* BEGIN Records shown *

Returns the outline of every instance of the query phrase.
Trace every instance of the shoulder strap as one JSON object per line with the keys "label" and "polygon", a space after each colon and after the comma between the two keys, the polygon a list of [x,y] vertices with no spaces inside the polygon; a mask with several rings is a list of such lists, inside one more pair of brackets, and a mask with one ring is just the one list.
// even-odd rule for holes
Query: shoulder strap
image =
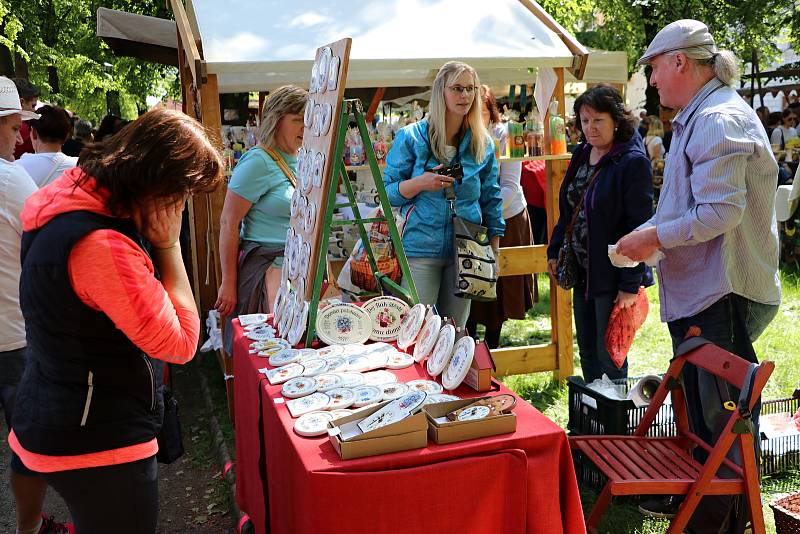
{"label": "shoulder strap", "polygon": [[289,164],[286,163],[285,159],[283,159],[283,156],[281,155],[281,153],[278,152],[277,150],[275,150],[272,147],[265,148],[264,152],[269,154],[269,157],[271,157],[275,161],[275,163],[278,165],[278,167],[280,167],[280,169],[283,171],[283,174],[286,176],[286,178],[292,184],[292,187],[297,187],[297,178],[295,178],[294,172],[292,171],[292,168],[289,167]]}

* END Records shown *

Quote the records above word for word, leaving out the picture.

Correct response:
Returns the outline of every instance of the query phrase.
Trace every instance of the shoulder strap as one JSON object per line with the keys "label" and "polygon", a space after each colon and after the comma between the two keys, the polygon a list of [x,y] vertices with no spaces inside the polygon; a mask with several rings is a list of such lists, inside one more pair of brackets, and a mask with one ring is just the one list.
// even-odd rule for holes
Query: shoulder strap
image =
{"label": "shoulder strap", "polygon": [[289,164],[286,163],[285,159],[283,159],[283,156],[281,155],[281,153],[278,152],[277,150],[275,150],[272,147],[265,148],[264,152],[269,154],[269,157],[271,157],[275,161],[275,163],[278,165],[278,167],[280,167],[280,169],[283,171],[283,174],[286,176],[286,178],[292,184],[292,187],[297,187],[297,178],[295,178],[294,172],[292,171],[292,168],[289,167]]}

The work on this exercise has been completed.